== Text
I am happy to report my affliction has retreated.

Let the summer begin!

Tuesday, June 12, 2012

Memories Of A Lifetime

The best, best moments in Europe were often the most simple.

I loved watching my sister Trisha fulfill her fantasy of shopping at Liberty of London:





I loved the exquisiteness of high tea at the Orangery outside Kensington Palace.  What an amazing experience!







And my favorite?  My very best memory?  The best memory out of EVERYTHING?

Sitting on church steps, eating tarts from a deli, laughing together and enjoying the love between four sisters and our mother:




Memories of a lifetime.

Monday, June 11, 2012

Today I laughed. Today I cried.

The school year is almost over.  We have lots of papers coming and going--kids cleaning out desks and kids taking in thank you notes for teachers. 

Today I laughed and cried. 

I laughed reading Patrick's note to his teacher:

Dear Ms. M.
Hi!  It's Patrick here to right a letter.  I'm doing this on my free time so I'm anxious to get it over with.  But this is a thank you note so let me get this done.  I had a fun time in science, and it was my favorite content rotation.  I liked the "are you smarter then a 6th grader?" the most.  Bless the gods that I got you as my teacher and I hope you have a great summer. 

Can't you just feel the love?  Especially at the beginning of the note?   

And then I was going through Lan Lan's school papers and found the following:

Joe is heaven,
I like you.  You nice Joe.  You my brother.  I sad you cancer.  I'm you sister.  It is Lan Lan.  Joe you is heaven.  It is fun stay.  Mom miss you.  Mom sad and sad. 

Our sweet Joe--never far from our hearts--even the siblings he never had the chance to meet.  And it breaks my heart that one of the first English words my kids learn is "cancer."
====
* _Exercise requirements_:
(1) Rewrite the part of the blog post starting at "Monday, June 11, 2012" and ending at "notes for teachers.", changing "desks" to "lockers".
(2) Summarize the blog post in two sentences.
Use only the text to complete these.
== Entries provided
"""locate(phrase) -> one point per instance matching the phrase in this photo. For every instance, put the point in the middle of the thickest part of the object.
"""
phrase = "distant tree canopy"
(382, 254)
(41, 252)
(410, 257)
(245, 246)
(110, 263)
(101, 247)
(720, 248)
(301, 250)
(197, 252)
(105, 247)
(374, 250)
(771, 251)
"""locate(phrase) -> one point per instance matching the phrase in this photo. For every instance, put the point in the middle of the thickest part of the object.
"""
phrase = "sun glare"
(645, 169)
====
* _Per-task outputs_:
(1)
Monday, June 11, 2012

Today I laughed. Today I cried.

The school year is almost over.  We have lots of papers coming and going--kids cleaning out lockers and kids taking in thank you notes for teachers.

(2) In the June 12 entry, the writer recalls the simplest and best moments in Europe, such as watching sister Trisha shop at Liberty of London, having high tea at the Orangery, and, best of all, eating deli tarts on church steps with four sisters and their mother. In the June 11 entry, as the school year nears its end, the writer laughs at Patrick's thank-you note to his teacher and is heartbroken by Lan Lan's note to Joe, since "cancer" is one of the first English words the kids learn.